> Task description: Retype each of the items that follow, copying every line verbatim.

> Location annotation dataset excerpts:
"""
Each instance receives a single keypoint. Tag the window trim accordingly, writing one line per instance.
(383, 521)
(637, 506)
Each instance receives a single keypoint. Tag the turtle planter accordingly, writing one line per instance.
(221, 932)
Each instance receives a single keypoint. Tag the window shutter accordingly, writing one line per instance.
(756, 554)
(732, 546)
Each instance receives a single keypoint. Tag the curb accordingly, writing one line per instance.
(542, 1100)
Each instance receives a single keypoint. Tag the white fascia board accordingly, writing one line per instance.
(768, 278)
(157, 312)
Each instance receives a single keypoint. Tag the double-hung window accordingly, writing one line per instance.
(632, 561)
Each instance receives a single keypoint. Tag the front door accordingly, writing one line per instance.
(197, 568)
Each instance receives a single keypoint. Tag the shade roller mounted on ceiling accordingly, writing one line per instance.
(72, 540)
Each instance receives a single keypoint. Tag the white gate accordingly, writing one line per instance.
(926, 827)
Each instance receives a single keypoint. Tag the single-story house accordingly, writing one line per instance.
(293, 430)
"""
> Complete response:
Each instance receives a single keypoint. Tag the window trim accordingly, writing one line per instance.
(383, 521)
(637, 506)
Each instance receives a single keypoint. Tag the turtle planter accordingly, writing one line per instance.
(221, 932)
Each instance receives a single keypoint. Tag the window shutter accordingly, writing one line per instance.
(756, 554)
(732, 546)
Each instance receives a single keypoint. Tag the curb accordingly, writing one line per instance.
(542, 1100)
Each instance receives a single keypoint. Tag the white fascia board accordingly, writing one line per instance.
(768, 278)
(157, 312)
Each instance receives a single keypoint. Tag the double-hung window accordingly, writing one line per instance.
(632, 561)
Each instance receives a single keypoint. Tag the front door accordingly, writing one line per instance.
(197, 568)
Each instance receives a single keypoint. Tag the shade roller mounted on ceiling accordingly, writing one line per instance.
(72, 540)
Each instance receives a single keypoint. Tag the white gate accordingly, writing one line per instance.
(926, 827)
Each instance receives a single keypoint. Tag the single-story house accordingly, writing one line per instance.
(293, 430)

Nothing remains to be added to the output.